* [Task to carry out]: Print out the complete set of records below, exactly as they read.

Natural language region descriptions:
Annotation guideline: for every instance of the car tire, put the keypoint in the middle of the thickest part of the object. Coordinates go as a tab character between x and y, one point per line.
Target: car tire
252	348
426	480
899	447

* [Exercise solution]:
Annotation guideline: for every instance of the car tire, put the keypoint in the middle of the thickest part of the object. Coordinates go as a tab character between x and y, one point per line.
Target: car tire
252	348
426	480
899	447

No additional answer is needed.